Objective: Render the span of the records below that opens with the line containing "slope in the image above." and closes with the line containing "xmin=167 ymin=229 xmax=388 ymax=308", both included, as a JSON list of strings with one string per line and blank lines left out. Include no other lines.

★ ★ ★

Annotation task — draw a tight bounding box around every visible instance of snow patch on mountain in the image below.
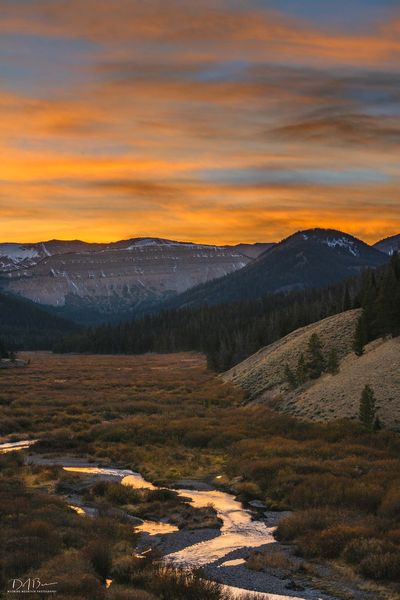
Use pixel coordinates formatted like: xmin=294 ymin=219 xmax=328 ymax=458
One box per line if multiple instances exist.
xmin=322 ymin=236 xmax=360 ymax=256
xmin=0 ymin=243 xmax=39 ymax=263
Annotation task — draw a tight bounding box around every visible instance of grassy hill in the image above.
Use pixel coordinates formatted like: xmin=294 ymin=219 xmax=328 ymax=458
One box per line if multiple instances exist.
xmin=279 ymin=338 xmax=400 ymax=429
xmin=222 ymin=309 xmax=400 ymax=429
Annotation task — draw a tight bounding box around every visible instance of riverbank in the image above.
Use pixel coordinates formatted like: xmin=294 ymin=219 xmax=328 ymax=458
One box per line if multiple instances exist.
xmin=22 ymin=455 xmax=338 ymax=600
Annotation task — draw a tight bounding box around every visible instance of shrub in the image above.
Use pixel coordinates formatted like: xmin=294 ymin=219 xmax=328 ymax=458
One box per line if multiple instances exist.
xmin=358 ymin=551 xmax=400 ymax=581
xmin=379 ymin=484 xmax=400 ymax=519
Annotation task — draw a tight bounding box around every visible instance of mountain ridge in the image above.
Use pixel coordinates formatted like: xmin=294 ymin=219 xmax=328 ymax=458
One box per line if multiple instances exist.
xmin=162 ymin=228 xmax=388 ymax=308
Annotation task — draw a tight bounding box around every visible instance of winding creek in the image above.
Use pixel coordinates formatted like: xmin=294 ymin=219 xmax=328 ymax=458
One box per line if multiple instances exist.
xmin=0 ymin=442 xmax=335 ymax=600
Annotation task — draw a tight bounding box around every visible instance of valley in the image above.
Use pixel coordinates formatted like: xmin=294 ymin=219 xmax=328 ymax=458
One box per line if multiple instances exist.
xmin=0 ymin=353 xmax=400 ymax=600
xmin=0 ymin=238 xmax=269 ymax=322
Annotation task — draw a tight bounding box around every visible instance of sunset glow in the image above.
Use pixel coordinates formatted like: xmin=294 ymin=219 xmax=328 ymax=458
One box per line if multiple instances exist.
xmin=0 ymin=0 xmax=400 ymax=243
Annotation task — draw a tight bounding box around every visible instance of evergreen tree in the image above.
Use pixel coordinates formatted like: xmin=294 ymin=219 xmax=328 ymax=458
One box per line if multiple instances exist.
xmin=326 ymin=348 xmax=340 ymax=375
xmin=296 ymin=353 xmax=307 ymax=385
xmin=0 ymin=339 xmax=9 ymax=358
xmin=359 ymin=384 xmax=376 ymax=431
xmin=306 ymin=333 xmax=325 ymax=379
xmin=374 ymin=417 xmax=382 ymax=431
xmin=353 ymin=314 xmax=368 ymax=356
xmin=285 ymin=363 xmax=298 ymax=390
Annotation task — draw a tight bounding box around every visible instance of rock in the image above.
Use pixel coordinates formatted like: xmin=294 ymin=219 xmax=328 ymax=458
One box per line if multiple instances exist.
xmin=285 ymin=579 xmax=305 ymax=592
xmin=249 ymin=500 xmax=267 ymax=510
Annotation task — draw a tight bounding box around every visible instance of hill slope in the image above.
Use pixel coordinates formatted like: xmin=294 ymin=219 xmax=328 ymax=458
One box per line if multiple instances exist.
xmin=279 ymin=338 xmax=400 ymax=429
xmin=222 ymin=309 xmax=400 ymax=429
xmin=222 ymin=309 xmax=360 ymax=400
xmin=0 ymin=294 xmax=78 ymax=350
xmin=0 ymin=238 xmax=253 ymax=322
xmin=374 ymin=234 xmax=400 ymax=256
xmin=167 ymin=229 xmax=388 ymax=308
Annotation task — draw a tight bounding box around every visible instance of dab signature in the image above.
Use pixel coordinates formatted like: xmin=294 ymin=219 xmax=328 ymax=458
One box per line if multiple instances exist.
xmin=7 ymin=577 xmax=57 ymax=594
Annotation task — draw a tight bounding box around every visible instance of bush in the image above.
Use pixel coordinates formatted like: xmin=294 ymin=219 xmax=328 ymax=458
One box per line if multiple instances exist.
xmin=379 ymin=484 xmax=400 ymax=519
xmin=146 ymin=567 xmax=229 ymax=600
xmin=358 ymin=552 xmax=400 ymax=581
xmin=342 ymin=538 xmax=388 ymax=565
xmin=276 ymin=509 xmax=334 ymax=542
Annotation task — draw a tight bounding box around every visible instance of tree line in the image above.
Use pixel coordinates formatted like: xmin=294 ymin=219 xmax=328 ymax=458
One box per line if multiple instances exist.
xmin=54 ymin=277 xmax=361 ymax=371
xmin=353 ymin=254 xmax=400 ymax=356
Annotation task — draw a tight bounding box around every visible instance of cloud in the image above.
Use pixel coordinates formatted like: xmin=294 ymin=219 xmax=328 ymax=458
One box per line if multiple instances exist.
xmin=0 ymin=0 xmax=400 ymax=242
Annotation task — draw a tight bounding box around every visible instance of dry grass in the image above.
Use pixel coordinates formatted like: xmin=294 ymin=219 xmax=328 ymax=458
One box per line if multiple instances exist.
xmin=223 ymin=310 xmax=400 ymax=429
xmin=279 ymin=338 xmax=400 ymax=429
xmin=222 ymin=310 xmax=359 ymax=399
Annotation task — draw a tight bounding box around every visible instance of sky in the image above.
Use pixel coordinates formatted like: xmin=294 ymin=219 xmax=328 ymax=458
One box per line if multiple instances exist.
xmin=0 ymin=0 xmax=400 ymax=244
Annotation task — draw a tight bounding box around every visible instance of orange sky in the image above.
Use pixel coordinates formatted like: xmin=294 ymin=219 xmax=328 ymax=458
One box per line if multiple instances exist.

★ ★ ★

Task answer:
[
  "Annotation task — draw a tight bounding box around every visible instance of hill slope in the image above.",
  "Use pixel coordinates formatted like: xmin=294 ymin=219 xmax=328 ymax=458",
  "One box per line if multiple instances exist.",
  "xmin=279 ymin=338 xmax=400 ymax=429",
  "xmin=222 ymin=309 xmax=400 ymax=429",
  "xmin=222 ymin=309 xmax=360 ymax=400",
  "xmin=0 ymin=294 xmax=78 ymax=350",
  "xmin=0 ymin=238 xmax=253 ymax=322",
  "xmin=374 ymin=234 xmax=400 ymax=256",
  "xmin=167 ymin=229 xmax=388 ymax=308"
]